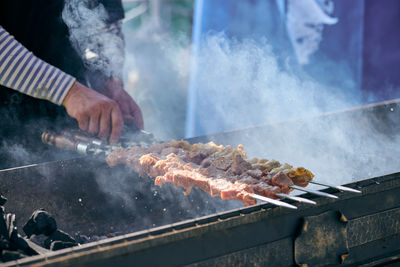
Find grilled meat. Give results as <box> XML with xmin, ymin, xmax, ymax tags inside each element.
<box><xmin>106</xmin><ymin>141</ymin><xmax>314</xmax><ymax>206</ymax></box>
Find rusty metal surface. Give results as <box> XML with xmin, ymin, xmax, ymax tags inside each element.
<box><xmin>294</xmin><ymin>211</ymin><xmax>349</xmax><ymax>266</ymax></box>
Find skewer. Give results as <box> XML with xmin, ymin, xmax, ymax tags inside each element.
<box><xmin>309</xmin><ymin>181</ymin><xmax>361</xmax><ymax>194</ymax></box>
<box><xmin>250</xmin><ymin>194</ymin><xmax>297</xmax><ymax>209</ymax></box>
<box><xmin>275</xmin><ymin>193</ymin><xmax>317</xmax><ymax>205</ymax></box>
<box><xmin>289</xmin><ymin>185</ymin><xmax>338</xmax><ymax>198</ymax></box>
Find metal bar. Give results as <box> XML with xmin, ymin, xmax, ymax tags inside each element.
<box><xmin>309</xmin><ymin>181</ymin><xmax>362</xmax><ymax>194</ymax></box>
<box><xmin>289</xmin><ymin>185</ymin><xmax>338</xmax><ymax>199</ymax></box>
<box><xmin>275</xmin><ymin>193</ymin><xmax>317</xmax><ymax>205</ymax></box>
<box><xmin>250</xmin><ymin>194</ymin><xmax>297</xmax><ymax>209</ymax></box>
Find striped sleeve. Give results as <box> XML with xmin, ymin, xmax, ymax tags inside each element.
<box><xmin>0</xmin><ymin>26</ymin><xmax>75</xmax><ymax>105</ymax></box>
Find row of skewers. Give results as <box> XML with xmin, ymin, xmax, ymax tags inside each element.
<box><xmin>42</xmin><ymin>131</ymin><xmax>361</xmax><ymax>209</ymax></box>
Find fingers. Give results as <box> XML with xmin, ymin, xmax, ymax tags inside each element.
<box><xmin>77</xmin><ymin>114</ymin><xmax>89</xmax><ymax>131</ymax></box>
<box><xmin>129</xmin><ymin>100</ymin><xmax>144</xmax><ymax>130</ymax></box>
<box><xmin>110</xmin><ymin>107</ymin><xmax>123</xmax><ymax>144</ymax></box>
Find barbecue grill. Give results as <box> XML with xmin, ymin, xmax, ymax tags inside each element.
<box><xmin>0</xmin><ymin>100</ymin><xmax>400</xmax><ymax>266</ymax></box>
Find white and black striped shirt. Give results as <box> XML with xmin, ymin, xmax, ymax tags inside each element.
<box><xmin>0</xmin><ymin>26</ymin><xmax>75</xmax><ymax>105</ymax></box>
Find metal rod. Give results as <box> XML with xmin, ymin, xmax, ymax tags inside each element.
<box><xmin>275</xmin><ymin>193</ymin><xmax>317</xmax><ymax>205</ymax></box>
<box><xmin>289</xmin><ymin>185</ymin><xmax>338</xmax><ymax>199</ymax></box>
<box><xmin>250</xmin><ymin>194</ymin><xmax>297</xmax><ymax>209</ymax></box>
<box><xmin>309</xmin><ymin>181</ymin><xmax>362</xmax><ymax>194</ymax></box>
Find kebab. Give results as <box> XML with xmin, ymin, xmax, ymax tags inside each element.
<box><xmin>42</xmin><ymin>131</ymin><xmax>361</xmax><ymax>209</ymax></box>
<box><xmin>106</xmin><ymin>141</ymin><xmax>314</xmax><ymax>206</ymax></box>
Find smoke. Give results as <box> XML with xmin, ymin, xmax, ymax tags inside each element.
<box><xmin>187</xmin><ymin>34</ymin><xmax>400</xmax><ymax>188</ymax></box>
<box><xmin>55</xmin><ymin>1</ymin><xmax>400</xmax><ymax>230</ymax></box>
<box><xmin>62</xmin><ymin>0</ymin><xmax>124</xmax><ymax>79</ymax></box>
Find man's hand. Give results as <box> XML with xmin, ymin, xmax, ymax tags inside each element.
<box><xmin>100</xmin><ymin>77</ymin><xmax>143</xmax><ymax>129</ymax></box>
<box><xmin>63</xmin><ymin>82</ymin><xmax>124</xmax><ymax>144</ymax></box>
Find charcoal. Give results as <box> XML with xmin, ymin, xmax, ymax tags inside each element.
<box><xmin>23</xmin><ymin>209</ymin><xmax>57</xmax><ymax>238</ymax></box>
<box><xmin>44</xmin><ymin>230</ymin><xmax>78</xmax><ymax>249</ymax></box>
<box><xmin>1</xmin><ymin>250</ymin><xmax>25</xmax><ymax>262</ymax></box>
<box><xmin>10</xmin><ymin>231</ymin><xmax>39</xmax><ymax>256</ymax></box>
<box><xmin>50</xmin><ymin>241</ymin><xmax>77</xmax><ymax>251</ymax></box>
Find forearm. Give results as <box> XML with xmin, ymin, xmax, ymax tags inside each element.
<box><xmin>0</xmin><ymin>26</ymin><xmax>75</xmax><ymax>105</ymax></box>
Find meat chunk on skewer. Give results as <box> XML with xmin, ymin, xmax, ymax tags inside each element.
<box><xmin>106</xmin><ymin>141</ymin><xmax>313</xmax><ymax>205</ymax></box>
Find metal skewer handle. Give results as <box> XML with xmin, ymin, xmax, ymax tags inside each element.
<box><xmin>275</xmin><ymin>193</ymin><xmax>317</xmax><ymax>205</ymax></box>
<box><xmin>309</xmin><ymin>181</ymin><xmax>362</xmax><ymax>194</ymax></box>
<box><xmin>250</xmin><ymin>194</ymin><xmax>297</xmax><ymax>209</ymax></box>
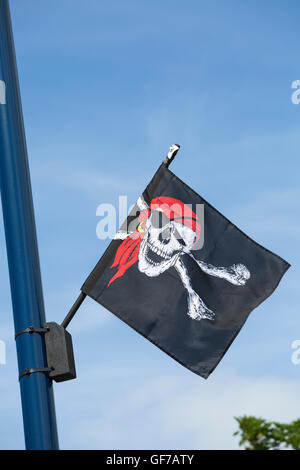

···

*Your task:* Copy all of the material above line for line, leaving out the pictures.

*Result for this task:*
Find grilled meat. Give results as <box> XML with xmin, ymin, xmax, ymax tags inside each element.
<box><xmin>106</xmin><ymin>141</ymin><xmax>314</xmax><ymax>206</ymax></box>
Find rusty metal surface. Give results as <box> XML with xmin, ymin, xmax, ymax tags inside each element.
<box><xmin>294</xmin><ymin>211</ymin><xmax>349</xmax><ymax>266</ymax></box>
Find skewer. Give results as <box> XML with xmin, ymin, xmax, ymax tags inside each element.
<box><xmin>309</xmin><ymin>181</ymin><xmax>361</xmax><ymax>194</ymax></box>
<box><xmin>250</xmin><ymin>194</ymin><xmax>297</xmax><ymax>209</ymax></box>
<box><xmin>275</xmin><ymin>193</ymin><xmax>317</xmax><ymax>205</ymax></box>
<box><xmin>289</xmin><ymin>185</ymin><xmax>338</xmax><ymax>198</ymax></box>
Find metal bar. Give results as <box> XML with xmin, ymin, xmax, ymax tags inside each element.
<box><xmin>309</xmin><ymin>181</ymin><xmax>362</xmax><ymax>194</ymax></box>
<box><xmin>289</xmin><ymin>185</ymin><xmax>338</xmax><ymax>199</ymax></box>
<box><xmin>275</xmin><ymin>193</ymin><xmax>317</xmax><ymax>205</ymax></box>
<box><xmin>250</xmin><ymin>194</ymin><xmax>297</xmax><ymax>209</ymax></box>
Find striped sleeve. Give results as <box> XML with xmin, ymin, xmax, ymax tags inside each element.
<box><xmin>0</xmin><ymin>26</ymin><xmax>75</xmax><ymax>105</ymax></box>
Find row of skewers. Give results as <box> XML with xmin, ymin, xmax, ymax tags inside each element.
<box><xmin>42</xmin><ymin>131</ymin><xmax>361</xmax><ymax>209</ymax></box>
Find fingers. Give results as <box> XML with xmin, ymin, xmax, ymax tags inside each element.
<box><xmin>77</xmin><ymin>114</ymin><xmax>89</xmax><ymax>131</ymax></box>
<box><xmin>129</xmin><ymin>100</ymin><xmax>144</xmax><ymax>130</ymax></box>
<box><xmin>110</xmin><ymin>107</ymin><xmax>123</xmax><ymax>144</ymax></box>
Find barbecue grill. Give results as <box> XML with xmin, ymin, xmax, ymax tags inside each element.
<box><xmin>0</xmin><ymin>100</ymin><xmax>400</xmax><ymax>266</ymax></box>
Find white and black striped shirt. Give results as <box> XML with xmin, ymin, xmax, ymax tags inside each element.
<box><xmin>0</xmin><ymin>26</ymin><xmax>75</xmax><ymax>105</ymax></box>
Find metal rod. Give results as <box> XML with xmin, ymin, xmax, ymax tags inside each element.
<box><xmin>275</xmin><ymin>193</ymin><xmax>317</xmax><ymax>205</ymax></box>
<box><xmin>289</xmin><ymin>185</ymin><xmax>338</xmax><ymax>199</ymax></box>
<box><xmin>250</xmin><ymin>194</ymin><xmax>297</xmax><ymax>209</ymax></box>
<box><xmin>309</xmin><ymin>181</ymin><xmax>362</xmax><ymax>194</ymax></box>
Find kebab. Give results as <box> XML with xmin, ymin, xmax, ymax tags inside each element.
<box><xmin>42</xmin><ymin>131</ymin><xmax>361</xmax><ymax>209</ymax></box>
<box><xmin>106</xmin><ymin>141</ymin><xmax>314</xmax><ymax>206</ymax></box>
Find smoke. Give results as <box> XML with xmin, ymin, xmax, ymax tags inside each element.
<box><xmin>187</xmin><ymin>34</ymin><xmax>400</xmax><ymax>188</ymax></box>
<box><xmin>55</xmin><ymin>1</ymin><xmax>400</xmax><ymax>230</ymax></box>
<box><xmin>62</xmin><ymin>0</ymin><xmax>124</xmax><ymax>79</ymax></box>
Find man's hand. Give results as <box> XML with xmin, ymin, xmax, ymax tags inside each element.
<box><xmin>100</xmin><ymin>77</ymin><xmax>143</xmax><ymax>129</ymax></box>
<box><xmin>63</xmin><ymin>82</ymin><xmax>124</xmax><ymax>144</ymax></box>
Find charcoal. Give results as <box> XML with xmin, ymin, xmax, ymax tags inside each element.
<box><xmin>23</xmin><ymin>209</ymin><xmax>57</xmax><ymax>238</ymax></box>
<box><xmin>44</xmin><ymin>230</ymin><xmax>78</xmax><ymax>249</ymax></box>
<box><xmin>1</xmin><ymin>250</ymin><xmax>25</xmax><ymax>262</ymax></box>
<box><xmin>10</xmin><ymin>231</ymin><xmax>39</xmax><ymax>256</ymax></box>
<box><xmin>50</xmin><ymin>241</ymin><xmax>77</xmax><ymax>251</ymax></box>
Find forearm. Give results as <box> XML with xmin, ymin, xmax, ymax tags inside each element.
<box><xmin>0</xmin><ymin>26</ymin><xmax>75</xmax><ymax>105</ymax></box>
Find meat chunk on skewer. Give results as <box> XML with xmin, ymin, xmax, ymax tags inside each element.
<box><xmin>106</xmin><ymin>141</ymin><xmax>313</xmax><ymax>205</ymax></box>
Find metal skewer handle. Give results as <box> XML with xmin, ymin, xmax, ymax tags inside each element.
<box><xmin>275</xmin><ymin>193</ymin><xmax>317</xmax><ymax>205</ymax></box>
<box><xmin>309</xmin><ymin>181</ymin><xmax>362</xmax><ymax>194</ymax></box>
<box><xmin>250</xmin><ymin>194</ymin><xmax>297</xmax><ymax>209</ymax></box>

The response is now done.